(Point-per-instance localization data)

>>>

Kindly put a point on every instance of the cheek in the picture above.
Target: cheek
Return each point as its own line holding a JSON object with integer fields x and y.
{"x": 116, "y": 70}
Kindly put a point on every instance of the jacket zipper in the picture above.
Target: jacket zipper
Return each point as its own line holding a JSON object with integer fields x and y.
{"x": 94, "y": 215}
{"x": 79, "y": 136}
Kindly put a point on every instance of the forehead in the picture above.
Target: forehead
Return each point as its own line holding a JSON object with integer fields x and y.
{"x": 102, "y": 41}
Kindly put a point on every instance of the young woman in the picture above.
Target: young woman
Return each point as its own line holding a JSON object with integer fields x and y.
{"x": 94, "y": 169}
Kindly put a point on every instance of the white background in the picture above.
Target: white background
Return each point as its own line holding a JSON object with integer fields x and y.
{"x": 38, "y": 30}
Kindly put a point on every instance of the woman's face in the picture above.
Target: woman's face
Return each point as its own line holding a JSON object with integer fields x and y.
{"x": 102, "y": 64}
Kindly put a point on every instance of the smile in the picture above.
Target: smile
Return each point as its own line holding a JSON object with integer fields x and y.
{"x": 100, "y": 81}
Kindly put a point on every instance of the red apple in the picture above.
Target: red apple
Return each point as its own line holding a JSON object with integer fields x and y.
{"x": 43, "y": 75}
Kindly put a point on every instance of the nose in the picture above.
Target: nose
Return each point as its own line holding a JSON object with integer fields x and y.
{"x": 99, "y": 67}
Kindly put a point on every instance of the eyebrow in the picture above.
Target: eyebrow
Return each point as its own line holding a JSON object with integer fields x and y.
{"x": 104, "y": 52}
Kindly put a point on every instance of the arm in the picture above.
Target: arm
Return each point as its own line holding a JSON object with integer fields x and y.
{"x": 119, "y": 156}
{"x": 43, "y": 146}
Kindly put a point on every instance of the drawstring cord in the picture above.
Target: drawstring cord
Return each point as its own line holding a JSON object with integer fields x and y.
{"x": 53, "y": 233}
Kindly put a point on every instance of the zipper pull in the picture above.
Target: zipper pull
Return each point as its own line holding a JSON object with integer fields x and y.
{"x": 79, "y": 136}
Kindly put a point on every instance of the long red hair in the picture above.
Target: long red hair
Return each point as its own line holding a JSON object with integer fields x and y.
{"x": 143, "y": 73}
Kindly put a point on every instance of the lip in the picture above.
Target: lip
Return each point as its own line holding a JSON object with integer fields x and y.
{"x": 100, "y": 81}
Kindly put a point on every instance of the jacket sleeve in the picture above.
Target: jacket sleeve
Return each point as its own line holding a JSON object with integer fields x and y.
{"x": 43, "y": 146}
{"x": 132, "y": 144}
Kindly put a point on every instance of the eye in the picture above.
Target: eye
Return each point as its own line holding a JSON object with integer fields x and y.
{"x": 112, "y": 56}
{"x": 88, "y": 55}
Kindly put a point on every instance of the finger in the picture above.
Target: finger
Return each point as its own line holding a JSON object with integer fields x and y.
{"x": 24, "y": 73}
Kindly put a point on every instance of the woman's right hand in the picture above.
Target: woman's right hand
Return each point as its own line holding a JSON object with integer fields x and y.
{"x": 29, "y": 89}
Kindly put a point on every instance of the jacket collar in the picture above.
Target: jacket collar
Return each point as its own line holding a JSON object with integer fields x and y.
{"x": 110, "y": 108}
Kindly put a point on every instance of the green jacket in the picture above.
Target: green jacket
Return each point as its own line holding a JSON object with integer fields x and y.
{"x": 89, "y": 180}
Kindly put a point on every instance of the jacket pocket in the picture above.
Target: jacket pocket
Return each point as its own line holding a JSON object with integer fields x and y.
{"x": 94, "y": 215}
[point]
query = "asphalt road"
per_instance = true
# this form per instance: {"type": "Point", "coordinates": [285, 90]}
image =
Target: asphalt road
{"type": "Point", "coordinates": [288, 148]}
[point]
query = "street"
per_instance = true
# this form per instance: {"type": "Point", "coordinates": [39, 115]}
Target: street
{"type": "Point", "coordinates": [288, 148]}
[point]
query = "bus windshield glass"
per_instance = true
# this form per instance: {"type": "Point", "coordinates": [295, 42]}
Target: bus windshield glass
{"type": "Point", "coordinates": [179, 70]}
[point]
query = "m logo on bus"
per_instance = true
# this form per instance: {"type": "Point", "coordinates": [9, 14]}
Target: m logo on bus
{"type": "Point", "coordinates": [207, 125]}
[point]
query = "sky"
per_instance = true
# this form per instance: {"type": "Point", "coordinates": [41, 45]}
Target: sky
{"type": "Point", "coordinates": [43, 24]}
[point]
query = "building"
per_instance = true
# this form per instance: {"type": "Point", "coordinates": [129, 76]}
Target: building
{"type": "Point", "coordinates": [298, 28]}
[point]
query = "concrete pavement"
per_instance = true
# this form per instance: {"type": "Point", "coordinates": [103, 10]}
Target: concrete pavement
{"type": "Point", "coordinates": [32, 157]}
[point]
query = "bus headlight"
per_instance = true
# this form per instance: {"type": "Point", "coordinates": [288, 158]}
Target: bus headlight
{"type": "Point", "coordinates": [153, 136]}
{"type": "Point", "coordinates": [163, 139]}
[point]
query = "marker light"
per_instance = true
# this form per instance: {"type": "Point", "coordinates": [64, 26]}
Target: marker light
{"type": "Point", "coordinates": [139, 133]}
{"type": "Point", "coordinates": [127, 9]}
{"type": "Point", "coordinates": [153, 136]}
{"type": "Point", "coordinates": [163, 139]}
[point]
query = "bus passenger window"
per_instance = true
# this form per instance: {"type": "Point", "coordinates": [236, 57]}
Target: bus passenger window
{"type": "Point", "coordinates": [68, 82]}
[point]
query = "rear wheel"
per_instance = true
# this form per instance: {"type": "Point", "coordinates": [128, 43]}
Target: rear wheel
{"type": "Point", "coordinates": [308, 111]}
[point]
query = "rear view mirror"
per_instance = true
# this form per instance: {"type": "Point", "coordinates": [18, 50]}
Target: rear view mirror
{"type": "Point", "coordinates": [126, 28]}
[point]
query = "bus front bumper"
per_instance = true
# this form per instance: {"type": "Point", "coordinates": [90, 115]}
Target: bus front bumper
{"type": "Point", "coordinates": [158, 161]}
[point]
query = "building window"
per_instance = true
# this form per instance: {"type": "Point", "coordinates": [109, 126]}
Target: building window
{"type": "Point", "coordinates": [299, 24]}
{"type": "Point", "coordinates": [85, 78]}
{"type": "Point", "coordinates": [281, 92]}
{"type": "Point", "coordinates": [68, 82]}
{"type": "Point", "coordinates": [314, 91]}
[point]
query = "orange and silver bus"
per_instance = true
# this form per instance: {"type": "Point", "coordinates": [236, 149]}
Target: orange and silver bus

<<<

[Work instructions] Every line in the entries above that has the word "collar" should be identified and copied.

[Answer to this task]
Kindly put a point on every instance of the jacket collar in the picture above.
Target: jacket collar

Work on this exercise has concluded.